■ PROVIDED TEXT:

§ §

Those recesses have not learnt
the power of between
the searing heights
of grey matter
the breadth of
never, ever
promise me
baby
you +
I 4ever
The distillation of passion, intellect and the shaping of identity via language are recurring themes but best captured in the imagery of ‘Oil Slick’;
I still play with oil and water in the sink when I wash our dishes
I relish knowing the two entities will never meet
& even when they’re siphoned out into the vast ocean
the oil sits on the surface
& suffocates the water below
As a collection, Burning Between is at times a challenging but always rewarding. It intimately articulates the difference between the binary opposites of notions of gender identities, siting the gap or fold or interplay between presence and absence in subjectivity in real time and lived experience. For this reviewer, it happily contrasted a post-graduate colloquia, some 35 years ago, in the English Department of Sydney University where feminist philosopher Dr Elizabeth Grosz outlined Jacques Derrida’s notion of différance, building on Jacques Lacan’s rereading of Freud, and the Roland Barthes’ essay S/Z, to the attendees suggesting fresh tools of potential critique of the-then-conservative English canon. It is pleasing to know that voices of différance are embedded inside the academy now.

§ §

■ STATED PROBLEM:
According to the review, the imagery of which poem best captures the collection's recurring themes? The data that come next are not needed.

■ INFORMATION SUPPLIED:
§ §

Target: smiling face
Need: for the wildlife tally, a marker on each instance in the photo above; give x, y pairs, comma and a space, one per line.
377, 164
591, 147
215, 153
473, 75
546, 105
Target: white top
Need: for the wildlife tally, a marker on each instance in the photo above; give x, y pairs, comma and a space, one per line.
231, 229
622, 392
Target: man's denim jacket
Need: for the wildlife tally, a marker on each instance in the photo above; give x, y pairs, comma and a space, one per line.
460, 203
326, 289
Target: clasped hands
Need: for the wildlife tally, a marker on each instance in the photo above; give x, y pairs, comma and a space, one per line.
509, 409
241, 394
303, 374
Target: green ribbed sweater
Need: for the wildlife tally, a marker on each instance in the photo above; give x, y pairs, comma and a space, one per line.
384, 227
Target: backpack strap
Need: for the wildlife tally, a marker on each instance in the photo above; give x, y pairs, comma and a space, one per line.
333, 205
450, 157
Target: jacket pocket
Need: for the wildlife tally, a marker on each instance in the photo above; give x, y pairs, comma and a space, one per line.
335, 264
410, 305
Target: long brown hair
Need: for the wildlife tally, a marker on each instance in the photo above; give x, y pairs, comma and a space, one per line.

§ §

■ ANSWER TO THE EXERCISE:
‘Oil Slick’